▸ Избранный отрывок:
После отъезда Захарова основная работа экпедиции заключалась в приготовлении к плаванию. Седов жил ожиданием вскрытия льда. Наступило полярное лето. Сошел весь снег на Панкратывском полуострове, стали освобождаться даже высокие горы на матером берегу. Снег оставался только в горных ущельях, оврагах и на ледяном покрове. Морской лед в бухте весь затопило, на нем всюду появились озера и лужи, образовавшиеся от стаявшего снега и часто выпадавших дождей.
Нагреваясь на солнце, вода растапливала понемногу лед, особенно в местах спайки старых льдин, где он сравнительно тоньше и пропитан кристаллами солей. Дожди и талая вода быстро растворили их; лед становился рыхлым и пористым, легко распадался. Но в целом он был еще достаточно крепок и не выпускал "Фоку". Все море за островами Панкратьева и Крестовыми было закрыто густым пловучим льдом, и небо на горизонте было светлое - "ледяное".
Надо было ждать, а пока жизнь шла своим чередом. В свободное время занимались медвежатами. Они за лето подросли и стали очень сообразительными. Знали часы еды и своего благодетеля Ваню-повара. Сломя голову бежали на клички - Полынья, Торос и Васька. Задолго до обеда они собирались перед дверью, ведущей в камбуз - судовую кухню. В это время с палубы их не прогнать, а для штурмана Максимыча палуба - священное место. Он часто швырял нечистоплотных медвежат за борт. Георгий Яковлевич любил играть с сообразительными питомцами в минуты отдыха.

▸ Предоставленные записи:
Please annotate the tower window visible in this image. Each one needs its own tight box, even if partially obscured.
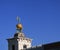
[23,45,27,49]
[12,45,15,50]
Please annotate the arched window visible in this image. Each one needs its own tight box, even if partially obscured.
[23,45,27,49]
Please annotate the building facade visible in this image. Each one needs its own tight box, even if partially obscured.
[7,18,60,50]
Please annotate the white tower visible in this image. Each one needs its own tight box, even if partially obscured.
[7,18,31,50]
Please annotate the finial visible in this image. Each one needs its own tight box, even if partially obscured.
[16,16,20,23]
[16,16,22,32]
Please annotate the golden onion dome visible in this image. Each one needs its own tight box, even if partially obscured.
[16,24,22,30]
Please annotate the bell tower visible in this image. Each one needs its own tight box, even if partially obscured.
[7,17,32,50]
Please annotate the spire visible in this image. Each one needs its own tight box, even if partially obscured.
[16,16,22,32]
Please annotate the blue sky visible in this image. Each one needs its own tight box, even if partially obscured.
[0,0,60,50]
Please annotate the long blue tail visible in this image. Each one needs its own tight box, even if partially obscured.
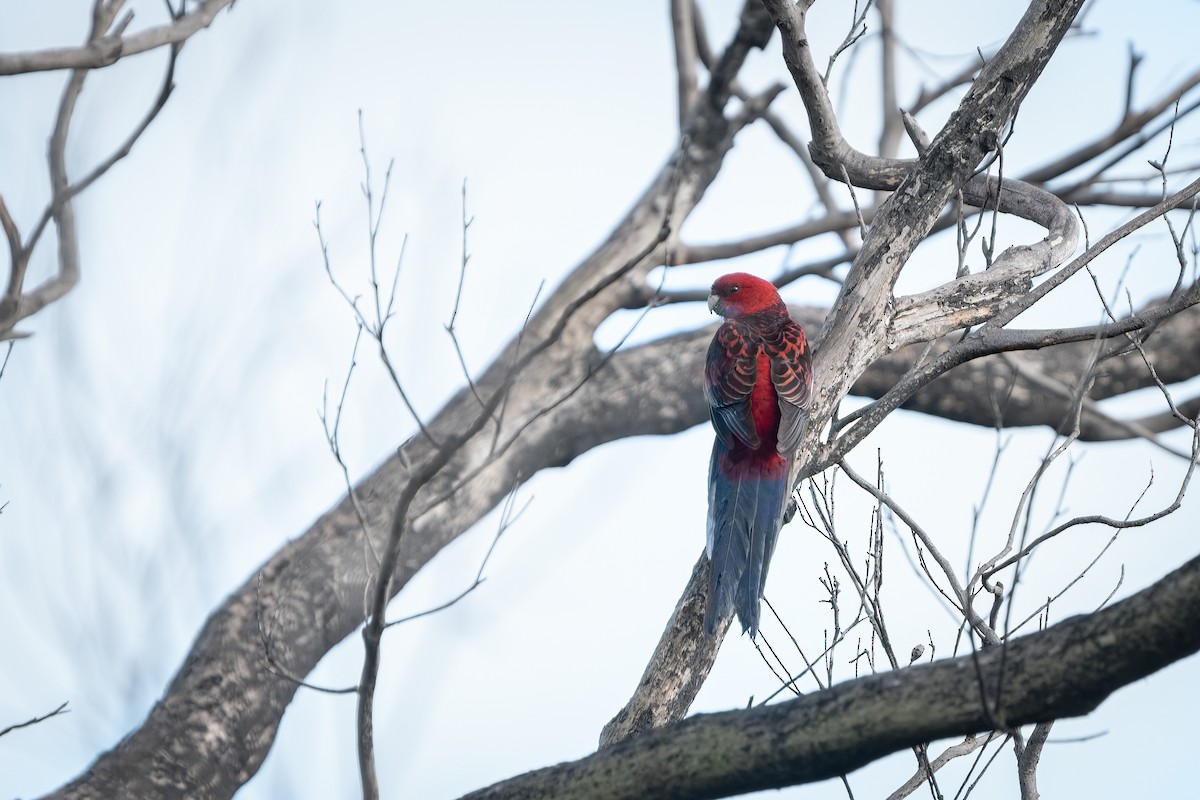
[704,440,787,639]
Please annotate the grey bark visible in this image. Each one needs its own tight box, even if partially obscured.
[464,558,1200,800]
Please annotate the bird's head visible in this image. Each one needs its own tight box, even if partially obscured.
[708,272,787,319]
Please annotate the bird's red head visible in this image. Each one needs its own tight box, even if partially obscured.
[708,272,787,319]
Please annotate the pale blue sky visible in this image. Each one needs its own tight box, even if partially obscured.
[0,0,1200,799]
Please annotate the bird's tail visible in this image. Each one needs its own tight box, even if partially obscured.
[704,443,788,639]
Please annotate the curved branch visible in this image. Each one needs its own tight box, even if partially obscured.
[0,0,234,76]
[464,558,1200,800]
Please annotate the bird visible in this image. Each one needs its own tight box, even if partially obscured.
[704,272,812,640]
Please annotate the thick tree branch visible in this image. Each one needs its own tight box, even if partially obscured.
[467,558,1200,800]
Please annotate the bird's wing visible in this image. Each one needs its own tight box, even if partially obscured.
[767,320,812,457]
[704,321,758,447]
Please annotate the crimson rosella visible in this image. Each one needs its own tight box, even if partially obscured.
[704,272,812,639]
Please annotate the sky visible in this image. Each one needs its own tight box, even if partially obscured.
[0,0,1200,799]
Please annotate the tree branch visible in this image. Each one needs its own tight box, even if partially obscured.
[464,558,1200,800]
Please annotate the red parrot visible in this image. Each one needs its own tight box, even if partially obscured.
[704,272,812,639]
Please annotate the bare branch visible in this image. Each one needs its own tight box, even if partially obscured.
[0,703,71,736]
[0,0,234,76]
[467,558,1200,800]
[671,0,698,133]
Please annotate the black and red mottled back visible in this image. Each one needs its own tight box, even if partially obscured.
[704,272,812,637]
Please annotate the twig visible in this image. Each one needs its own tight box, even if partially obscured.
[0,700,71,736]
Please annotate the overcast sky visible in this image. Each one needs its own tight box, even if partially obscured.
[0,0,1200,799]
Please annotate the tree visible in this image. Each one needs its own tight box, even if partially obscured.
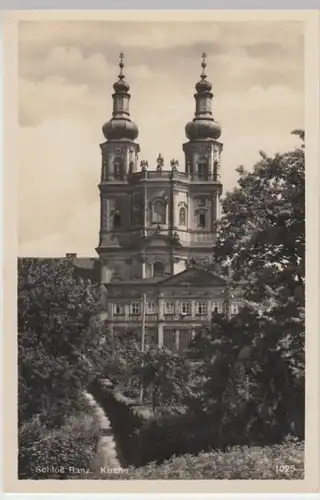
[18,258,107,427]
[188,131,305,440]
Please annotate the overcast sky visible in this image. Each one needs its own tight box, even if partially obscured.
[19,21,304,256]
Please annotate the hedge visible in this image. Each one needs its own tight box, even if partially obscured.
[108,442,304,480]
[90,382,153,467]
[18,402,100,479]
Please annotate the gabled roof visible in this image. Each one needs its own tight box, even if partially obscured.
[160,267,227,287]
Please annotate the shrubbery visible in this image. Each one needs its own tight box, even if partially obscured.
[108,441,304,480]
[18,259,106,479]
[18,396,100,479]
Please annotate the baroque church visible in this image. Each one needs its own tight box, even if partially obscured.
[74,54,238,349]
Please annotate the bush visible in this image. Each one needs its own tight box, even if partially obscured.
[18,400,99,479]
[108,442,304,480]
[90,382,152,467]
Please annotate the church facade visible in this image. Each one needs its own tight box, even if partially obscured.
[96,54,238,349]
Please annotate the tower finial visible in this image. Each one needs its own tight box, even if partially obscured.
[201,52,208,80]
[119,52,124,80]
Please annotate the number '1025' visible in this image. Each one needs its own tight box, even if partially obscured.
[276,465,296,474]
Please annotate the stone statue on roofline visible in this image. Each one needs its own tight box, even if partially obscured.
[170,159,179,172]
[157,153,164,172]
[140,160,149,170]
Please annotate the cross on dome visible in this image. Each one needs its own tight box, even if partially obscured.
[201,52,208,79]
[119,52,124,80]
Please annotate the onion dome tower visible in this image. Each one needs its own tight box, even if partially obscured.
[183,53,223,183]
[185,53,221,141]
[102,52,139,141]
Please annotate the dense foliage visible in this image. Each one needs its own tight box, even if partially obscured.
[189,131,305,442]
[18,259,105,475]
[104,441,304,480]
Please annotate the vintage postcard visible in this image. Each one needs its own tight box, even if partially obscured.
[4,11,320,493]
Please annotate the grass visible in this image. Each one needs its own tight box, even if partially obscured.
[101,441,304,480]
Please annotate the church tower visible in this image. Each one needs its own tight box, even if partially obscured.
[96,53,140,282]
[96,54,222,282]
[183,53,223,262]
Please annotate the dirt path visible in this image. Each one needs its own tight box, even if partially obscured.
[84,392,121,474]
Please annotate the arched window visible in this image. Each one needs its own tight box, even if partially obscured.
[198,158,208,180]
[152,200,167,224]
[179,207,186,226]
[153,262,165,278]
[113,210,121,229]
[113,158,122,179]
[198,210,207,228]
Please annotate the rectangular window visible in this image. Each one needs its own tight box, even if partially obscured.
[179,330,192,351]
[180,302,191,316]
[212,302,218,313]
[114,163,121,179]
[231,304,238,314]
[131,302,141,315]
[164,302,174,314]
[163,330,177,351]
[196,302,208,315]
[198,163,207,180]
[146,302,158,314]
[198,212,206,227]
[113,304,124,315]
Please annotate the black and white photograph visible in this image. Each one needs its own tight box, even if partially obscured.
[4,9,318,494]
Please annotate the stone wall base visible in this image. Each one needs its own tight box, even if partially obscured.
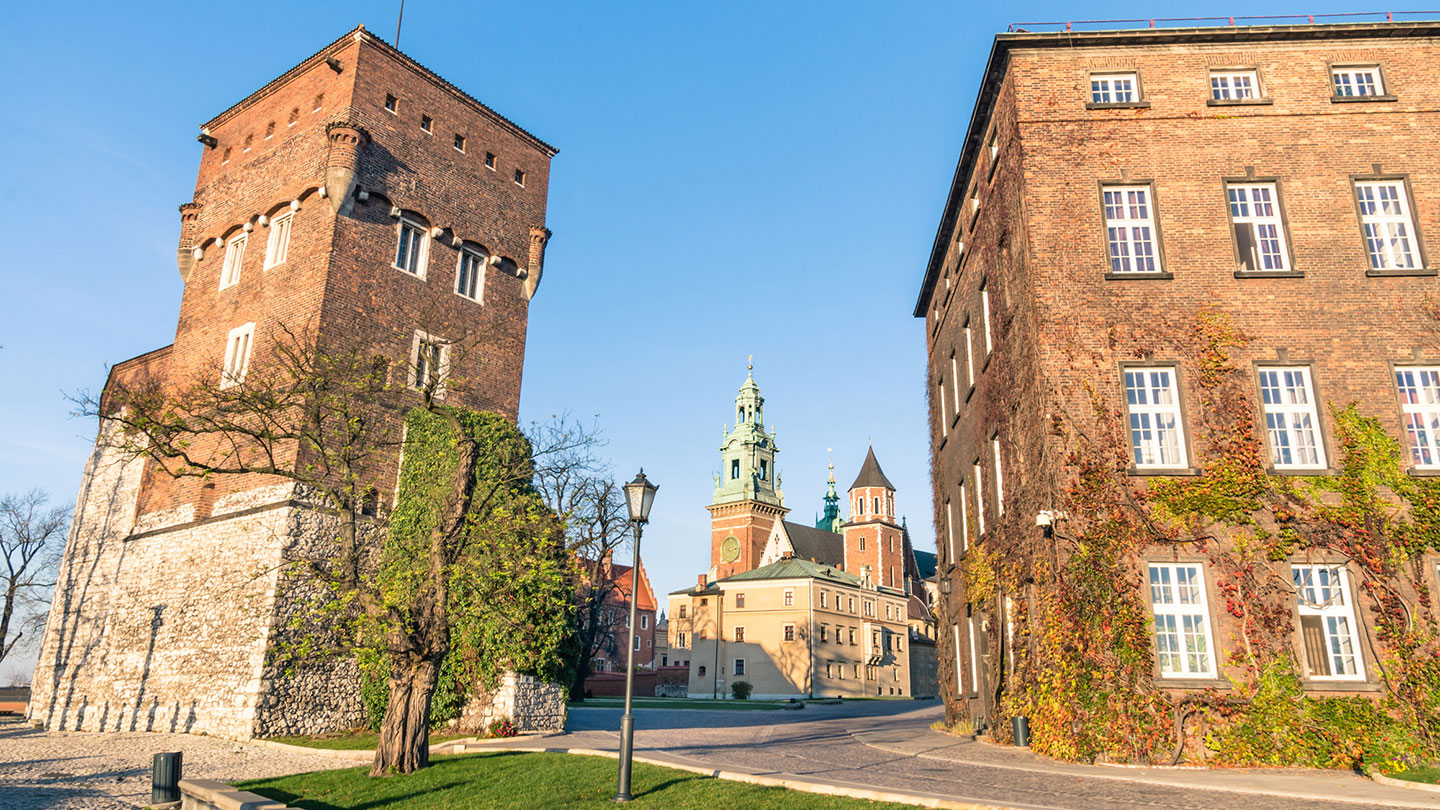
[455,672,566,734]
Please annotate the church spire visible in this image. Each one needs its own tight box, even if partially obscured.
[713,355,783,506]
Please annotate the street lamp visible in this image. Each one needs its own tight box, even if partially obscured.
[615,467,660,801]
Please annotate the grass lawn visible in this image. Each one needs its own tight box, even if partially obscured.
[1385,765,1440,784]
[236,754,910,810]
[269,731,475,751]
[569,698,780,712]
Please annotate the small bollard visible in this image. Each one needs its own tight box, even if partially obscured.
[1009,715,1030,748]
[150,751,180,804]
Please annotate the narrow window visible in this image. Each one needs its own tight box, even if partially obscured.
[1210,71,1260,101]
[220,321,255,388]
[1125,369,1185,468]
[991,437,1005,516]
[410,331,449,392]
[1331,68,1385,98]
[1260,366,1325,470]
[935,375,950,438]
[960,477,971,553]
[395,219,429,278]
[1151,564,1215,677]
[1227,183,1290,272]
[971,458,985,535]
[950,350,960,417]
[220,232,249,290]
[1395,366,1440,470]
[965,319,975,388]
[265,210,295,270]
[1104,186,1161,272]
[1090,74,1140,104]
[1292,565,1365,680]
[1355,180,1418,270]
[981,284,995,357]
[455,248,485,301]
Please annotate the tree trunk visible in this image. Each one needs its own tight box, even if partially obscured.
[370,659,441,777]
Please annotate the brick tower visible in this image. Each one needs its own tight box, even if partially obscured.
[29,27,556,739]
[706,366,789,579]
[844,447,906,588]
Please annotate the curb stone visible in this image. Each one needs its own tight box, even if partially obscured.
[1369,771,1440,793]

▸ Задания:
[a] Перечислите все клички медвежат, названные в отрывке.
[b] В записях, начиная со строки, содержащей «Please annotate the grey», и заканчивая строкой, содержащей «[704,321,758,447]», замените «bird's» на «parrot's». Приведите только эти строки, ничего больше в них не меняя.
Отрывок и записи представляют собой самостоятельные материалы, не связанные друг с другом.

▸ Ответы по заданиям:
[a] Полынья, Торос, Васька.

[b]
Please annotate the grey bark visible in this image. Each one needs its own tight box, even if partially obscured.
[464,558,1200,800]
Please annotate the parrot's head visible in this image. Each one needs its own tight box, even if partially obscured.
[708,272,787,319]
Please annotate the parrot's red head visible in this image. Each one needs its own tight box, even if partially obscured.
[708,272,787,319]
Please annotate the pale blue sky visible in this image. Each one needs its own tight box, even if partially obscured.
[0,0,1200,799]
Please annotate the parrot's tail visible in this image. Each one needs its own tight box, even if partially obscured.
[704,443,788,639]
Please annotate the curved branch visible in this image. Each one needs its own tight box, even if partially obscured.
[0,0,234,76]
[464,558,1200,800]
Please annotate the bird visible in this image. Each one needs its own tight box, even if partially obscured.
[704,272,812,640]
Please annotate the thick tree branch visible in this image. Each one needs its own tight box, even if partially obscured.
[467,558,1200,800]
Please annotate the parrot's wing visible in this image. Each one needs its own tight box, even if partially obscured.
[767,320,812,457]
[704,321,758,447]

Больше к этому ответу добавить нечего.